**Exercise brief:** In the entries below, rename "moroccan flag" to "red flag" wherever it appears and leave every other line unchanged. Leave the pictures out of your reply.

►

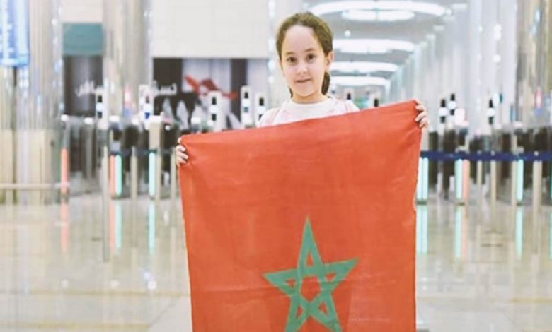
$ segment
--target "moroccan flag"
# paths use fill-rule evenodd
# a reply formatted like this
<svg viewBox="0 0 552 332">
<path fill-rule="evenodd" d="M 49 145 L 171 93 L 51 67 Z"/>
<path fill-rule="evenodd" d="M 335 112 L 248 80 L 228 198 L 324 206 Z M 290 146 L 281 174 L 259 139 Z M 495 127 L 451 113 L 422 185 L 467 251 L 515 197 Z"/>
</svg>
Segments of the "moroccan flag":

◄

**Result of this task:**
$ segment
--target "red flag"
# paths use fill-rule evenodd
# a reply formatted like this
<svg viewBox="0 0 552 332">
<path fill-rule="evenodd" d="M 49 145 L 171 93 L 51 67 Z"/>
<path fill-rule="evenodd" d="M 335 112 L 248 80 L 228 198 L 324 206 Z M 290 146 L 281 174 L 259 139 Z M 495 127 L 451 113 L 422 185 L 467 251 L 515 197 Z"/>
</svg>
Segments of the "red flag":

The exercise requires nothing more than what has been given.